=== To do ===
From the first line to the last, retype the data below exactly.

===== Entries provided =====

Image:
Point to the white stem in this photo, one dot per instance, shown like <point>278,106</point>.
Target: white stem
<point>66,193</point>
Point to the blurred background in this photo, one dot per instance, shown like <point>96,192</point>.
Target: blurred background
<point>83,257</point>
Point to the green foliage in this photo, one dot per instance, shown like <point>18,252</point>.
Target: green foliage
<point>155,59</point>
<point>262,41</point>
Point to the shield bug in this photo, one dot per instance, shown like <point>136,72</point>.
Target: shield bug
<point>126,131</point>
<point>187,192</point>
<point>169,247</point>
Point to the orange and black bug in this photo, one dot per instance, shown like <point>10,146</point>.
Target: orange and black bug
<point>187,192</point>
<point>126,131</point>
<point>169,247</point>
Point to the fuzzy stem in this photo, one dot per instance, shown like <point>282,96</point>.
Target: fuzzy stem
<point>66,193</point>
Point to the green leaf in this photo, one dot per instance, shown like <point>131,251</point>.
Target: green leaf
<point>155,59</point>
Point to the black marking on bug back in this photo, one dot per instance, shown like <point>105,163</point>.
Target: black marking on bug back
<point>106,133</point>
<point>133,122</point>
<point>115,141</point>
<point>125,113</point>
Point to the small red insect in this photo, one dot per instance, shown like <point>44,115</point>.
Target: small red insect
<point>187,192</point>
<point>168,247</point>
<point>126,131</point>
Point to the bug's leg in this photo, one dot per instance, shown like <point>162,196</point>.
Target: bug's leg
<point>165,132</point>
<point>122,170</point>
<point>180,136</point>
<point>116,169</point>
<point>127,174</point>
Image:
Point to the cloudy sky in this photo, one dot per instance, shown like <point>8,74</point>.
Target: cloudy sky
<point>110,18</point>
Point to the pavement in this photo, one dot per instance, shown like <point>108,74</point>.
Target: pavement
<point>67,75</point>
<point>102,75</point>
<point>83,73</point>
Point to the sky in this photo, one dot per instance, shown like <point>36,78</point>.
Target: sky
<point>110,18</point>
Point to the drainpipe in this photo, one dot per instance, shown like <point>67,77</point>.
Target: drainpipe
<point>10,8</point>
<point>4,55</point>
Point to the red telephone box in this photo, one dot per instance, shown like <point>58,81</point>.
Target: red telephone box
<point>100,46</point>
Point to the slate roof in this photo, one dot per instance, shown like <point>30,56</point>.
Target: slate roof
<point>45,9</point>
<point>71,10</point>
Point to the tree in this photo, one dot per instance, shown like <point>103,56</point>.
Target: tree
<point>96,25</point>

=====

=== Output below ===
Image:
Point to the white stem in this photo, one dot per instance, shown like <point>278,106</point>.
Target: white stem
<point>66,193</point>
Point to the blurred background in this photo, one dot per instance, shown like <point>96,192</point>.
Target: blurred background
<point>83,257</point>
Point to the green foliage in this photo, one dot per instance, shown like <point>18,252</point>.
Target: green foliage
<point>155,59</point>
<point>262,41</point>
Point to the shield bug in this photo, one dot per instance, shown like <point>136,72</point>.
Target: shield bug
<point>126,131</point>
<point>187,192</point>
<point>169,247</point>
Point to the orange and black bug in this photo, one dot per instance, shown like <point>10,146</point>.
Target: orange and black bug
<point>187,192</point>
<point>126,131</point>
<point>169,247</point>
Point to the fuzzy stem in this photo, one dot per instance, shown like <point>282,96</point>.
Target: fuzzy stem
<point>66,193</point>
Point to the green leaf in this photo, one dot per instance, shown like <point>131,251</point>.
Target: green leaf
<point>155,59</point>
Point to the black marking on bug back in this photo, one dot per instance, shown like <point>105,163</point>.
Target: black marking on bug back
<point>106,133</point>
<point>133,122</point>
<point>115,141</point>
<point>125,113</point>
Point to the small red insect in this photo, one dot per instance, shown like <point>44,115</point>.
Target: small red insect
<point>187,192</point>
<point>168,247</point>
<point>126,131</point>
Point to the bug's leg in this photo, one dot per instance, shown like <point>162,196</point>.
Target: bug's leg
<point>165,132</point>
<point>122,170</point>
<point>180,136</point>
<point>116,169</point>
<point>127,174</point>
Image:
Point to the cloudy sky in this photo, one dot per instance, shown like <point>8,74</point>.
Target: cloudy sky
<point>110,18</point>
Point to the pavement in this photo, one dot per instance, shown like <point>108,74</point>.
Target: pavement
<point>67,75</point>
<point>102,75</point>
<point>83,73</point>
Point to the sky in this photo, one dot per instance, shown like <point>36,78</point>.
Target: sky
<point>110,18</point>
Point to the drainpipe in this photo, one dot per instance, shown like <point>67,77</point>.
Target: drainpipe
<point>10,8</point>
<point>4,55</point>
Point to the red telephone box in this photo, one dot per instance, shown like <point>58,81</point>.
Target: red telephone box
<point>100,46</point>
Point to the slate roof in this photo, one dot per instance, shown like <point>30,56</point>.
Target: slate roof
<point>45,9</point>
<point>71,10</point>
Point to the tree in this photo, one dot per instance, shown like <point>103,56</point>.
Target: tree
<point>96,25</point>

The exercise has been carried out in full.